* _Exercise goal_: Give all of the data below as a JSON list of strings, with one string for each line. Leave out blank lines and the pictures.

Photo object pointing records
====================

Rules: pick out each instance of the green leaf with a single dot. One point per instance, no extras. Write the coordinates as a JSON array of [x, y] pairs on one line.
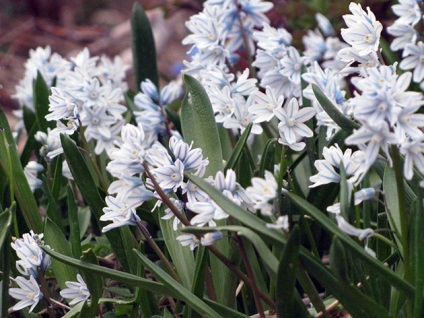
[[417, 255], [266, 256], [182, 257], [5, 223], [54, 237], [94, 285], [235, 155], [198, 124], [180, 291], [391, 198], [41, 103], [88, 188], [74, 229], [76, 310], [338, 260], [345, 123], [287, 304], [5, 259], [240, 214], [143, 48], [357, 250], [31, 127], [224, 311], [22, 191], [132, 280], [268, 157], [355, 302]]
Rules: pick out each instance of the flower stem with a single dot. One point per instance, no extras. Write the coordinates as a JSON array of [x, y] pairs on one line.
[[157, 250], [403, 214], [211, 248], [252, 277], [93, 160]]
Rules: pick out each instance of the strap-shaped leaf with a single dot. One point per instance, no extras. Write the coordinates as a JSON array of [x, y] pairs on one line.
[[345, 123], [132, 280], [357, 250], [94, 284], [198, 124], [357, 303], [267, 257], [23, 193], [182, 257], [235, 155], [88, 188], [41, 103], [5, 223], [178, 290], [287, 304], [240, 214], [55, 238], [143, 48]]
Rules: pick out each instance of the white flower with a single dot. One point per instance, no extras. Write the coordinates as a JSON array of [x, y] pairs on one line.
[[188, 240], [292, 125], [262, 191], [281, 223], [31, 170], [291, 65], [265, 105], [120, 213], [333, 157], [414, 60], [414, 154], [29, 293], [363, 32], [408, 12], [31, 256], [210, 238], [77, 291]]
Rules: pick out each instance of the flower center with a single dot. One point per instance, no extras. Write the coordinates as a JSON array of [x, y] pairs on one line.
[[369, 38]]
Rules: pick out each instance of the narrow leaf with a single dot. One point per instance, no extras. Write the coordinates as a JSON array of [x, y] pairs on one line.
[[357, 250], [181, 256], [23, 193], [88, 188], [143, 48], [132, 280], [181, 293], [41, 94], [286, 278], [345, 123], [198, 124], [54, 237], [237, 212], [235, 155]]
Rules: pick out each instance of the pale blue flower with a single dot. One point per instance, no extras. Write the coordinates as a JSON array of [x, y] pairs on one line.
[[291, 125], [119, 212], [414, 60], [363, 32], [77, 291], [29, 293]]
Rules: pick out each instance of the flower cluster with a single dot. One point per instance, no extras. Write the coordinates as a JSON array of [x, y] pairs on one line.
[[410, 13]]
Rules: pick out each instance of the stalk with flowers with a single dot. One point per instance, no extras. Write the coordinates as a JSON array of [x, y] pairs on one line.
[[292, 186]]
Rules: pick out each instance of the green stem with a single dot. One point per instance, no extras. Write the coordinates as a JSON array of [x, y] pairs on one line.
[[245, 42], [157, 250], [11, 181], [252, 278], [211, 248], [403, 214], [93, 161], [46, 293]]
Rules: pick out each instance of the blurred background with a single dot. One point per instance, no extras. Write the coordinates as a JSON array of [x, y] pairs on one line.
[[103, 26]]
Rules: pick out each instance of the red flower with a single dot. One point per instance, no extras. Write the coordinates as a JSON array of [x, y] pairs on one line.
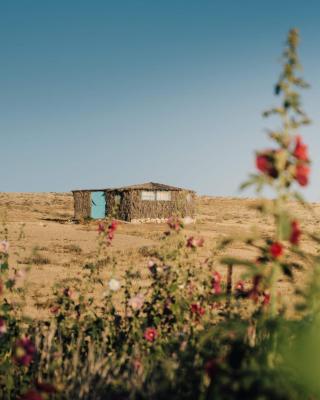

====================

* _Solution_:
[
  "Rules: pick out each instance of the green leaf with a single dot. One point per instance, no extras. Write the coordinates as a JSON array of [x, y] pairs on one line.",
  "[[417, 255], [266, 256], [182, 257], [5, 223], [54, 237], [94, 285], [235, 155], [198, 124], [180, 291], [391, 198], [41, 103], [88, 188], [74, 229], [76, 310], [338, 260], [345, 123], [287, 304], [5, 259], [240, 214], [143, 48], [357, 250], [31, 127], [224, 311], [22, 191], [132, 280], [268, 157], [355, 302]]",
  "Rules: pick out each instance of the flower stem with a single dot. One point per instance, no extras. Write the coordinates as a JSON array of [x, y] pairs on one line.",
  "[[157, 250], [403, 214], [211, 248], [252, 277], [93, 160]]",
  "Rules: pick out each instance of the strap-shaped leaf with a single dot. One point per instance, no extras. Write the coordinates as a JSON array of [x, y] pairs on one line.",
  "[[345, 123], [132, 280], [357, 250], [94, 284], [198, 124], [357, 303], [267, 257], [23, 193], [182, 257], [235, 155], [88, 188], [41, 103], [5, 223], [178, 290], [287, 304], [240, 214], [55, 238], [143, 48]]",
  "Rules: pick out each instance of the white flower with a single dot. One point per instance, no extras. Write the coordinates as a JSON array of [x, y] pairs on one line.",
  "[[188, 240], [292, 125], [262, 191], [281, 223], [31, 170], [291, 65], [265, 105], [120, 213], [333, 157], [414, 60], [414, 154], [29, 293], [363, 32], [408, 12], [31, 256], [210, 238], [77, 291]]",
  "Rules: pick out each instance of the flower center with a single dot. One point per instance, no extras. Write the coordinates as a JSON array of [x, y] pairs on one line.",
  "[[369, 38]]",
  "Rules: pick out each instance of the narrow leaf with a single dot. One point per instance, no extras. Write the coordinates as a JSON array of [x, y] pairs on one line.",
  "[[357, 250], [181, 256], [23, 193], [88, 188], [143, 48], [132, 280], [181, 293], [41, 94], [286, 278], [345, 123], [198, 124], [54, 237], [237, 212], [235, 155]]",
  "Rules: pick out each instance of the pale blue flower with a single dot. One point per instance, no extras. Write the coordinates as a JSON array of [x, y] pairs on one line.",
  "[[291, 125], [119, 212], [414, 60], [363, 32], [77, 291], [29, 293]]",
  "Rules: pick out each instance of the flower cluster with a single dot. One point per instance, no extras. Write the coordinates as a JSON array of [x, y] pairs on one line.",
  "[[410, 13]]",
  "Rules: pick out each instance of the stalk with flowers with a single dot. One point per instance, no extras. Write the coordinates as a JSON array of [x, y] pairs on one line.",
  "[[292, 186]]",
  "Rules: pick out each instance of the green stem with a single dot. One point per instance, no extras. Write the coordinates as a JSON array of [x, y] pairs on one line.",
  "[[245, 42], [157, 250], [11, 181], [252, 278], [211, 248], [403, 214], [93, 161], [46, 293]]",
  "Rules: pick out each instance of the blurred background with a single dot. One point per instance, no extras. Write the coordinates as a JSON array of [x, y] pairs on one line.",
  "[[103, 26]]",
  "Rules: pick out each instance of the red flower with a single dot. One point per instance, no extras. Write the coordinates as a JSON array of [x, y] pairs on one line."
]